● YOUR INSTRUCTIONS:
Retype the entries below exactly, beginning at the first line and continuing through the line that contains "407L201 372L203 360L208".

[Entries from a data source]
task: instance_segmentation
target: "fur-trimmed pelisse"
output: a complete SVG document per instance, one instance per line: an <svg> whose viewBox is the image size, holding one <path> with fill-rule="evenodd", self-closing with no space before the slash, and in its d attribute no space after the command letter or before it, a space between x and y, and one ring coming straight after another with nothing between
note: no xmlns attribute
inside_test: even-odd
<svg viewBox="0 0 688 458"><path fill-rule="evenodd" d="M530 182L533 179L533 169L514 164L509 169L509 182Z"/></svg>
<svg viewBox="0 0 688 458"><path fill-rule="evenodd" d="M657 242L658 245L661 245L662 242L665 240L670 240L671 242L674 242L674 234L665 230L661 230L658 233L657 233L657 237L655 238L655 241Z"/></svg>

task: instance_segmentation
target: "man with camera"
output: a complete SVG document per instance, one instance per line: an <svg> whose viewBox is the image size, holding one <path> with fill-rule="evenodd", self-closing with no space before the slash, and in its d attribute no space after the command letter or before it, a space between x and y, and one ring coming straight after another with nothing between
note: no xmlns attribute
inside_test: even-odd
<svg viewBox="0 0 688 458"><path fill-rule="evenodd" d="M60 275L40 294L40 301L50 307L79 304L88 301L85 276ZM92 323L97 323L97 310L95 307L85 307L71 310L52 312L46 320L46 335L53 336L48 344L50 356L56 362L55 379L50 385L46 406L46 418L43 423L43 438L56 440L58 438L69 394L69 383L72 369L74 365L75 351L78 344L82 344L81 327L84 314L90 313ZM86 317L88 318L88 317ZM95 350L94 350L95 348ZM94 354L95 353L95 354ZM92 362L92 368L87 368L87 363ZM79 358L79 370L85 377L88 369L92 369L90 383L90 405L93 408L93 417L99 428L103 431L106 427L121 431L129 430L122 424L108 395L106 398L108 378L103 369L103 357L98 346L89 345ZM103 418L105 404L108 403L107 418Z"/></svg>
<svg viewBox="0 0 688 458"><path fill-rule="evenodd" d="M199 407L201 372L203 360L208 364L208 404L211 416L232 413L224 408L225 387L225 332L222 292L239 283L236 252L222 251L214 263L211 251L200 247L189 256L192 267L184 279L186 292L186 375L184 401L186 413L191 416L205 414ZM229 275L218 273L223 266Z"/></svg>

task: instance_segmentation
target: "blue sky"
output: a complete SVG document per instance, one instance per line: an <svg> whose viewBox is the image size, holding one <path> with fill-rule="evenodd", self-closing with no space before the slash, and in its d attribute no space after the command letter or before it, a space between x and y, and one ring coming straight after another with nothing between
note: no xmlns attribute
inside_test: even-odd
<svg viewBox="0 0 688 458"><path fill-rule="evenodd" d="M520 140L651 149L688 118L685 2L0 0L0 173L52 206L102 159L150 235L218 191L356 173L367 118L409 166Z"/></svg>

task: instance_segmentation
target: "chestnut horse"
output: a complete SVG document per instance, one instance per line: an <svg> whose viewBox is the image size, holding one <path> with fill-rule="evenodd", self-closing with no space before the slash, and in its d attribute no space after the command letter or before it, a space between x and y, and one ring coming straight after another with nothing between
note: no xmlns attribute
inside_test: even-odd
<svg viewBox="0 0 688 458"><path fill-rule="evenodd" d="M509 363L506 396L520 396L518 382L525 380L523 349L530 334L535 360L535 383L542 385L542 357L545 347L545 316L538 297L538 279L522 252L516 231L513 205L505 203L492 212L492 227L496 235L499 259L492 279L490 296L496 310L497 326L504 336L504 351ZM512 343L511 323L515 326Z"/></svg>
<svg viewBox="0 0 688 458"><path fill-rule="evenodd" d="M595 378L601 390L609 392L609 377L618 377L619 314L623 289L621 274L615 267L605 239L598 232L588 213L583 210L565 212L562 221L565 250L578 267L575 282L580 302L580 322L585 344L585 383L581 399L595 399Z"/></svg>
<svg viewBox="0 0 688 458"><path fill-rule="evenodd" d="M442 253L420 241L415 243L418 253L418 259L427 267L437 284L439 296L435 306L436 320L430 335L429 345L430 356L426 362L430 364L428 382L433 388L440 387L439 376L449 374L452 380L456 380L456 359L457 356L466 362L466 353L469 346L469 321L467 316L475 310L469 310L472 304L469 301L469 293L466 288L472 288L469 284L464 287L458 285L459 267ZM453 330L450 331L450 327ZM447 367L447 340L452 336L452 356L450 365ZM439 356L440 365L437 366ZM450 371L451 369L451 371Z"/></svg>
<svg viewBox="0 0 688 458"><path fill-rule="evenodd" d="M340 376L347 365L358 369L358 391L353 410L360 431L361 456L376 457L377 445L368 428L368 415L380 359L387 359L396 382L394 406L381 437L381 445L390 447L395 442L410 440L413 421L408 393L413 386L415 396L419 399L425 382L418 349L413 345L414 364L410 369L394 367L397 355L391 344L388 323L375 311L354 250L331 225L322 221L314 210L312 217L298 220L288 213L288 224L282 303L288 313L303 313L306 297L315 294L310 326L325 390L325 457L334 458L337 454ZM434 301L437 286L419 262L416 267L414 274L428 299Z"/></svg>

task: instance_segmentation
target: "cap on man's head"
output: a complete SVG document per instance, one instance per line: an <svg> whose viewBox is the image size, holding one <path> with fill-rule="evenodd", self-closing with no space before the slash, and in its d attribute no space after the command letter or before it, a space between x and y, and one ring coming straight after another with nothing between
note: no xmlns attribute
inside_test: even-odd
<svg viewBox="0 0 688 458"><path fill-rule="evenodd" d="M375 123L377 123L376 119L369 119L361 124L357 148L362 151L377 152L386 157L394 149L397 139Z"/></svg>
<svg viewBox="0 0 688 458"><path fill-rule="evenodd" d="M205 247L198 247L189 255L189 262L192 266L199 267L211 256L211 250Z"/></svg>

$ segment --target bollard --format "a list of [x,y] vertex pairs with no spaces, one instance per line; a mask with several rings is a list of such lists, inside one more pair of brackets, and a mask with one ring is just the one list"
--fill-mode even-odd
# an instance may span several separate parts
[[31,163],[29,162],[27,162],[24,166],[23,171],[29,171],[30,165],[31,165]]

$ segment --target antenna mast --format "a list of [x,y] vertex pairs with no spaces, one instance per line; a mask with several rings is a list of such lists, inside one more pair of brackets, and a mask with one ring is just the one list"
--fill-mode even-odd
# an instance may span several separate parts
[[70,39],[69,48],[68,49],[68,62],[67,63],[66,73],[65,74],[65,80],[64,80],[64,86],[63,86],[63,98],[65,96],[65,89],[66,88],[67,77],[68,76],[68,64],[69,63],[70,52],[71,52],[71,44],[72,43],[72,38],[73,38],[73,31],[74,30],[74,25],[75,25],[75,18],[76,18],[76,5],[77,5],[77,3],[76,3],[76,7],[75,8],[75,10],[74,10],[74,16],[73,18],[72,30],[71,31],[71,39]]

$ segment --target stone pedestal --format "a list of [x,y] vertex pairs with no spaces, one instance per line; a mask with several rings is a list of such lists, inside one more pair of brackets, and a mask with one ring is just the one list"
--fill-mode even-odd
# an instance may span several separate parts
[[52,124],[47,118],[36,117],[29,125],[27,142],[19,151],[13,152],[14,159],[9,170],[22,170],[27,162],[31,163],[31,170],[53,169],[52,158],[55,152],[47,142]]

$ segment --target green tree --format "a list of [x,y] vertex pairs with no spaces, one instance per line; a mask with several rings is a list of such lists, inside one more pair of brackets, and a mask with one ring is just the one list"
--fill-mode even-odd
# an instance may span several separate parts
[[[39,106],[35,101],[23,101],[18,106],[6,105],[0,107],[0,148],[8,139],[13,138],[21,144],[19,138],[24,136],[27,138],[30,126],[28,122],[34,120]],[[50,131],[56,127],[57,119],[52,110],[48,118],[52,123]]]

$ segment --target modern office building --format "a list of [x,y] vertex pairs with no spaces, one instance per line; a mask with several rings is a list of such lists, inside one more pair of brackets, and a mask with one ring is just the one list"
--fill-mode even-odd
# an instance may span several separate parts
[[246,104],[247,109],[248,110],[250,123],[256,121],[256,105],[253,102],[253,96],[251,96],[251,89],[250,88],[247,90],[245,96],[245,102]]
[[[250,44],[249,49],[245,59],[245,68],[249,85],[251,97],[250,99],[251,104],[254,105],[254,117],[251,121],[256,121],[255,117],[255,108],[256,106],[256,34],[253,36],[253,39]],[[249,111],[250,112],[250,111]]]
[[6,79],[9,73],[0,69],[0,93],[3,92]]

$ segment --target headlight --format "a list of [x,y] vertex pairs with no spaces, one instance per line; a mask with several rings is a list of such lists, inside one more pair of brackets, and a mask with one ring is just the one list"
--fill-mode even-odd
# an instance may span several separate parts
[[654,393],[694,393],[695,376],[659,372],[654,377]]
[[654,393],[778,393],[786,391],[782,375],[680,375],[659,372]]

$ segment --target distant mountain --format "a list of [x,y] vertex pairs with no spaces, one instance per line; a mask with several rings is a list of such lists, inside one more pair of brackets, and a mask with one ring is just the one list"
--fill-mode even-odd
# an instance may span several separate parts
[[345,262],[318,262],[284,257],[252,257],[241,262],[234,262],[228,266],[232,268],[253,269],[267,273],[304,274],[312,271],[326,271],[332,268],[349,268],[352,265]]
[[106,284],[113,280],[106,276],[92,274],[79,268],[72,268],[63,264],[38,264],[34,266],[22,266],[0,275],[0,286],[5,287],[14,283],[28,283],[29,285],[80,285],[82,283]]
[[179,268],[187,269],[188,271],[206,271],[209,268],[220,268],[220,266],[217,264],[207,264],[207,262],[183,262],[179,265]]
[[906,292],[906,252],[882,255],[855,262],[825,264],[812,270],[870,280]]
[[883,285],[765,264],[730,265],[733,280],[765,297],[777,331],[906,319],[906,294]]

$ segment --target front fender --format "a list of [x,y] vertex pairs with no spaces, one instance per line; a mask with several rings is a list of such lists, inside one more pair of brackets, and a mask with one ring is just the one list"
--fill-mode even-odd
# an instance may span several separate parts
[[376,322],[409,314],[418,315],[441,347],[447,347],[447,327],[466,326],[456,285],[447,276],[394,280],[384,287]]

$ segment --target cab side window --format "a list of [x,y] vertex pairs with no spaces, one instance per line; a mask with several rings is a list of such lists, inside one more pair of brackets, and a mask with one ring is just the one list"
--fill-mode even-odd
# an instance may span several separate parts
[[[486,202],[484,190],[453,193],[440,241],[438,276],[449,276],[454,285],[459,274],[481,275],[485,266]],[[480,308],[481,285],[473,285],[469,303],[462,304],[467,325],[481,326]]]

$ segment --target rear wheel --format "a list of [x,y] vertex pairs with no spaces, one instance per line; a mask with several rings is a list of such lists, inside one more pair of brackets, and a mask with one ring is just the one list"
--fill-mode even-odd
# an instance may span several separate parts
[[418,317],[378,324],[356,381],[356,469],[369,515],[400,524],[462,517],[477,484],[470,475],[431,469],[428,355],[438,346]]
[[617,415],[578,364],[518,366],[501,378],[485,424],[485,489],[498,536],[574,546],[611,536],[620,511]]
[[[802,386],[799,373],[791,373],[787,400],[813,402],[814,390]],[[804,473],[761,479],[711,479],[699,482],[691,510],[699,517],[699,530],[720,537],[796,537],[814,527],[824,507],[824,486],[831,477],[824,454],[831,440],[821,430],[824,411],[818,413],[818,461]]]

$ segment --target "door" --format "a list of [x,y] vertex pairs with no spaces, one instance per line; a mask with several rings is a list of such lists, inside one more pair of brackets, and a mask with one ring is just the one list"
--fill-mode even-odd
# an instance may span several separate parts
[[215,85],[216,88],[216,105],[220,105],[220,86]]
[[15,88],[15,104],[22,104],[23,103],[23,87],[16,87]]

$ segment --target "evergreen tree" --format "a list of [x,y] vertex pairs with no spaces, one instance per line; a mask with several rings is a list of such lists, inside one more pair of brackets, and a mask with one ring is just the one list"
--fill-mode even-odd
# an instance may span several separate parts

● TASK RESULT:
task: instance_segmentation
target: "fur-trimmed pelisse"
output: a complete SVG document per instance, one instance per line: an <svg> whose viewBox is the image size, holding one <path> with fill-rule="evenodd", self-closing with no space before the slash, and in its d attribute no space after the command letter or before it, a space between x and y, and one ring coming straight after another with nothing between
note: no xmlns attribute
inside_test: even-odd
<svg viewBox="0 0 688 458"><path fill-rule="evenodd" d="M530 182L533 179L533 169L514 164L509 169L509 182Z"/></svg>
<svg viewBox="0 0 688 458"><path fill-rule="evenodd" d="M657 242L658 245L661 245L662 242L665 240L670 240L671 242L674 242L674 234L665 230L661 230L658 233L657 233L657 237L655 238L655 241Z"/></svg>

task: instance_segmentation
target: "man with camera"
output: a complete SVG document per instance, one instance per line: an <svg> whose viewBox is the image size, holding one <path> with fill-rule="evenodd", self-closing with no space before the slash, and in its d attribute no space after the command letter or before it, a space between x and y, and one ring coming straight after another with nothing between
note: no xmlns attribute
inside_test: even-odd
<svg viewBox="0 0 688 458"><path fill-rule="evenodd" d="M60 275L40 294L40 301L50 307L79 304L88 301L85 276ZM92 323L97 323L97 310L95 307L85 307L71 310L52 312L46 320L46 335L53 336L48 344L50 356L56 362L55 379L50 385L46 406L46 418L43 423L43 438L56 440L58 438L69 394L69 383L72 369L74 365L75 351L78 344L82 344L81 327L84 314L90 313ZM86 317L88 318L88 317ZM95 350L94 350L95 348ZM94 354L95 353L95 354ZM92 362L92 368L87 368L87 363ZM79 358L79 370L85 377L88 369L92 369L90 383L90 405L93 408L93 417L99 428L103 431L106 427L121 431L129 430L122 424L108 395L106 398L108 378L103 369L103 357L98 346L89 345ZM103 418L105 404L108 403L107 418Z"/></svg>
<svg viewBox="0 0 688 458"><path fill-rule="evenodd" d="M199 407L201 372L203 360L208 364L208 404L211 416L232 413L224 408L225 387L225 332L222 292L239 283L236 252L222 251L214 263L211 251L200 247L189 256L192 267L184 279L186 292L186 375L184 401L186 413L191 416L205 414ZM229 275L218 273L223 266Z"/></svg>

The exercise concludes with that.